> **Activity**: Of the lines in the data below, count the ones holding the string "umbel", and answer with that number only.

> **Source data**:
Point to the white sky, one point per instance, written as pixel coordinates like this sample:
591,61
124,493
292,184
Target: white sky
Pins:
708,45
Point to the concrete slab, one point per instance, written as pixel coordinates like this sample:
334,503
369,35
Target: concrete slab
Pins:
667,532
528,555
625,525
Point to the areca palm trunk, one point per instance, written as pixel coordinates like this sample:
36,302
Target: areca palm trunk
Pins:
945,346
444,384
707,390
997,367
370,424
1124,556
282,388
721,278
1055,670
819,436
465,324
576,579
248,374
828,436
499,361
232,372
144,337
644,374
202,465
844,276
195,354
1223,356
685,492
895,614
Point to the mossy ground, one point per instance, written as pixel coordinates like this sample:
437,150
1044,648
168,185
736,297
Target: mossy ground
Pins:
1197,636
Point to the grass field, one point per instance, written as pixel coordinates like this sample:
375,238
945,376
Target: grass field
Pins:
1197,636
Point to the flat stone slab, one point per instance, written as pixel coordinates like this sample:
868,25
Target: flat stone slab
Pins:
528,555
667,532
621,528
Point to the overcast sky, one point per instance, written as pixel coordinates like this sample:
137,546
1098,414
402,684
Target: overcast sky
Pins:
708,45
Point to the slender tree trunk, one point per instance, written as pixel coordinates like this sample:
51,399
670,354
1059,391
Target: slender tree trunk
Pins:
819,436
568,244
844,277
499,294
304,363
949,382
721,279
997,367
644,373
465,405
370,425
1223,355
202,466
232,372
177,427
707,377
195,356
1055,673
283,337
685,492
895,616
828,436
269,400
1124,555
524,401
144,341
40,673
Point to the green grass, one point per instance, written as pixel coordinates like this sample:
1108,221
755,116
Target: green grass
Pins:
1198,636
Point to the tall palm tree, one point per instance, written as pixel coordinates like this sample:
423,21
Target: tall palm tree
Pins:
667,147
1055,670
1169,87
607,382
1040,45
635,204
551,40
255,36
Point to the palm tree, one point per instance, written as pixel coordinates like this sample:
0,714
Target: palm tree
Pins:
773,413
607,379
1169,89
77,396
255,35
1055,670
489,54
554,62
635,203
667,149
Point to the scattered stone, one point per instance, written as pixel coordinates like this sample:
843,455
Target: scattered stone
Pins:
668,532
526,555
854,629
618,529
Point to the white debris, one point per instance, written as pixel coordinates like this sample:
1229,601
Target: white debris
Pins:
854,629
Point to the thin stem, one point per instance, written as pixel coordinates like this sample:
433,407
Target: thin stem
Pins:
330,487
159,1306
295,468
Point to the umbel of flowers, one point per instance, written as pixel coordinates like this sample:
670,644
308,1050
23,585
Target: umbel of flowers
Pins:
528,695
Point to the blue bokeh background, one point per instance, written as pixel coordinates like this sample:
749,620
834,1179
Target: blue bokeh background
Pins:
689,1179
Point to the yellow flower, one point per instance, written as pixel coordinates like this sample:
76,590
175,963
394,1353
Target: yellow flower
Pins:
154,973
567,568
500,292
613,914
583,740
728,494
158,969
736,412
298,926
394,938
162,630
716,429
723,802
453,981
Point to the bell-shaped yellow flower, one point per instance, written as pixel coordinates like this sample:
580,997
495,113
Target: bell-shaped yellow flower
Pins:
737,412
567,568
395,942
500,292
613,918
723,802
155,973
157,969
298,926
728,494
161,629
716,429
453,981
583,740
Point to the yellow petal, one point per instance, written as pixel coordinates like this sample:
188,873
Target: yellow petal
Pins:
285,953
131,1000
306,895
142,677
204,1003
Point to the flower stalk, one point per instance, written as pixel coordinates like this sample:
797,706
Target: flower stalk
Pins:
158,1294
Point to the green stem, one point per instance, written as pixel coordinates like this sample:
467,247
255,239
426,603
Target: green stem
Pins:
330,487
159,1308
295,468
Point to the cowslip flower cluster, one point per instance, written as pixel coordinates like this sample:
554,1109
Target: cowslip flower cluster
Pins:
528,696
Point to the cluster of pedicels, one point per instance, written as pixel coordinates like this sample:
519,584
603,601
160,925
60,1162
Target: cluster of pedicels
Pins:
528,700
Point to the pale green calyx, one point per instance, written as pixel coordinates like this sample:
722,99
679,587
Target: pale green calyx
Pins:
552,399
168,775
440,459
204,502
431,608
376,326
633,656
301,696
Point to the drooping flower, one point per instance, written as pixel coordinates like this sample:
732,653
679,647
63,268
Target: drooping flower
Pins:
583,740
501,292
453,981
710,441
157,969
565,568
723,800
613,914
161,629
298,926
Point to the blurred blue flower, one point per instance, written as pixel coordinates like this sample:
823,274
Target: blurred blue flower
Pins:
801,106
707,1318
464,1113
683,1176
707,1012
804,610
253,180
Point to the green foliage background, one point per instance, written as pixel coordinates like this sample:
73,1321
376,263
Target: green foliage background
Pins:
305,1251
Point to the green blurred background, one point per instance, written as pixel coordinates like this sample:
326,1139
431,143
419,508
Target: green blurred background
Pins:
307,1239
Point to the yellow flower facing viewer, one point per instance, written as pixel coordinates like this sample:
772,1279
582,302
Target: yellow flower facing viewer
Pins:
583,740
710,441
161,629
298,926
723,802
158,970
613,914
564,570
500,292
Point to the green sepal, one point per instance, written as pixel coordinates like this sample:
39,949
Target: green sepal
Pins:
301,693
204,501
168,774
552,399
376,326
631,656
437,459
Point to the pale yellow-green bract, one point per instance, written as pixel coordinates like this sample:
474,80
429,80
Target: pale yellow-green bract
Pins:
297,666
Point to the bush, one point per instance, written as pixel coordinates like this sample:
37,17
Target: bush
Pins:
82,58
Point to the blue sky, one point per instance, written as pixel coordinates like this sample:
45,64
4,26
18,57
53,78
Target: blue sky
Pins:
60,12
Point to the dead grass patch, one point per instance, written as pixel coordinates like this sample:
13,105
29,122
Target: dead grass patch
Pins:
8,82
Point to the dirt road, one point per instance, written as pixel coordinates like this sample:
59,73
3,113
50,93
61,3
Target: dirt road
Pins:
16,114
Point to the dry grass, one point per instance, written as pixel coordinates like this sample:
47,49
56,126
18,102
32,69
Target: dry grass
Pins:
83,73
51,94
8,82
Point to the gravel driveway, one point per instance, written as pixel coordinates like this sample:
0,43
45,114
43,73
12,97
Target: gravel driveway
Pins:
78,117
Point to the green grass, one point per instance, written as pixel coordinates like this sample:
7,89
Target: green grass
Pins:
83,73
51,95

> **Response for this exercise**: 2